Required task: Using the forum post on the circle group and permutations of the natural numbers, answer yes or no to each statement below and quote the words of the post that decide it. 1. The post follows up on an earlier Math Stack question. 2. The writer succeeded in constructing an isomorphism. 3. The writer fully follows the earlier discussion.

This is a followup question to this Math Stack Question where it was shown that $S^1\cong G\leq\text{Aut}(\mathbb{N})$ for some subgroup $G$ of $\text{Aut}(\mathbb{N})$(although I admittedly don't follow the whole discussion). I wanted to answer the question by constructing an isomorphism, but failed along the way. I want to see if my method would work, or find some other explicit isomorphism. Here is my thought process. $$$$ Consider the sequence of the first $n$ primes $(p_1=2,p_2=3,p_3,\ldots,p_n)$ and let $N=\prod_{i=1}^n p_i$. Now consider the group under addition $\mod(2\pi)$ (which by the given construction is a subgroup of $S^1$)(note that $\frac{2\pi}{4}$, for instance, is not in this set): $$\left\{ 2\pi\left(\sum_{i=1}^{n} \frac{a_i}{p_i}\right): a_i\in\mathbb{Z} \right\}\equiv_{2\pi} \left\{ 2\pi\frac{a}{N}: a\in\mathbb{Z}, 0\leq a<N\right\}$$ Which is isomorphic to some subgroup of $S_N$, $G_n$. So here is where I am not sure how to tackle this problem, can we show in some sense that $\lim_{n\to\infty}G_n$ converges to some group $G$ and that $G\cong [\{2\pi a/p: p \text{ is a product of finitely many distinct primes, and } a\in\mathbb{Z}\}\mod(2\pi)]\leq S^1$? If this is the case, can we further conclude that there is some form of completion of $G$, in the sense of 'Cauchy' infinite compositions of permutations, which is isomorphic to $S^1$?

Source material:
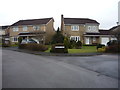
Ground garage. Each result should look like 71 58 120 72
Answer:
101 37 109 45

Solution for this task:
1. Yes: "This is a followup question to this Math Stack Question"
2. No: "I wanted to answer the question by constructing an isomorphism, but failed along the way."
3. No: "although I admittedly don't follow the whole discussion"